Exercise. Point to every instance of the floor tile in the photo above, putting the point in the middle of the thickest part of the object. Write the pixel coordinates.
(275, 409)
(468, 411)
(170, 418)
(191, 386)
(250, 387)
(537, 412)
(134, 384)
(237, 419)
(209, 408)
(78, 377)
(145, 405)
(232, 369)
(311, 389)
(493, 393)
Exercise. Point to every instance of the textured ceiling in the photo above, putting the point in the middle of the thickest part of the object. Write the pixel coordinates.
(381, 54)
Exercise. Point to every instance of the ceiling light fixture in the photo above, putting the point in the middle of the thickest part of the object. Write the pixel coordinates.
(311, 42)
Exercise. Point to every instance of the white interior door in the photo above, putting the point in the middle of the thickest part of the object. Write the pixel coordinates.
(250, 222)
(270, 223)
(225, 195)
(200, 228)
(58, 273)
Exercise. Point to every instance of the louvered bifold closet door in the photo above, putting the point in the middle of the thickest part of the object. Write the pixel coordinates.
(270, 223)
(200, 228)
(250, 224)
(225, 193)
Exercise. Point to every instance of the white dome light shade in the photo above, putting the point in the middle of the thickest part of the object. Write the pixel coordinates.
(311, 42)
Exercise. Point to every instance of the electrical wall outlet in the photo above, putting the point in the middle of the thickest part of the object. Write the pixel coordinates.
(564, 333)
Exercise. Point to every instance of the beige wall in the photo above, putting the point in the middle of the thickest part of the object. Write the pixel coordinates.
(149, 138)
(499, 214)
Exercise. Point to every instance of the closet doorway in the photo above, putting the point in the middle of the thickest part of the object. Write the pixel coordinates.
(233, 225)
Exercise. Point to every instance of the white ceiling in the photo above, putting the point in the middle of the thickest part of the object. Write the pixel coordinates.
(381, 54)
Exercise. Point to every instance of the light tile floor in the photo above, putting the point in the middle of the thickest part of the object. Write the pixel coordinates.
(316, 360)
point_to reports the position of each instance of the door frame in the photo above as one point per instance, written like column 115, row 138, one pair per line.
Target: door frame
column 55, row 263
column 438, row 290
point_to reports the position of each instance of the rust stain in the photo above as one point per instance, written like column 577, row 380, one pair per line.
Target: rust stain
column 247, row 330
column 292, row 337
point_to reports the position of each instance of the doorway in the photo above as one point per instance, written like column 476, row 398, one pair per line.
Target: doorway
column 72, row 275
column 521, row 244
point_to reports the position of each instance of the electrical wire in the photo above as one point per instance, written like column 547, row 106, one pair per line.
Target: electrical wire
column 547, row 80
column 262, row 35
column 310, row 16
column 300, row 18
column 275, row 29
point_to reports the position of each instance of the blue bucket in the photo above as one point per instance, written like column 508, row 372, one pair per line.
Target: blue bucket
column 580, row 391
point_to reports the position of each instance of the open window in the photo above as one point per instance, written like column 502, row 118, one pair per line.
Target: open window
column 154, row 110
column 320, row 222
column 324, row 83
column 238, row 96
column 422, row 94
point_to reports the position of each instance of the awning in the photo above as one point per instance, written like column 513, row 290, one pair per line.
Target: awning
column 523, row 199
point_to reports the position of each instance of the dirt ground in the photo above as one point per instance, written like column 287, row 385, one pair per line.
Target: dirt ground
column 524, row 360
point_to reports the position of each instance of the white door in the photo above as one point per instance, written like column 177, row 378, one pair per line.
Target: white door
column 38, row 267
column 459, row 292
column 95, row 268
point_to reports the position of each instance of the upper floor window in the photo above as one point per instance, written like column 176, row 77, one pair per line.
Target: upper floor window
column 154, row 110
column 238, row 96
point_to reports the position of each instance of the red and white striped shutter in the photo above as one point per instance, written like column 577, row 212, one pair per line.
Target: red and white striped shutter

::::

About this exercise -> How many lines of the listing hold the string "striped"? Give the number alone.

Exercise response -> 2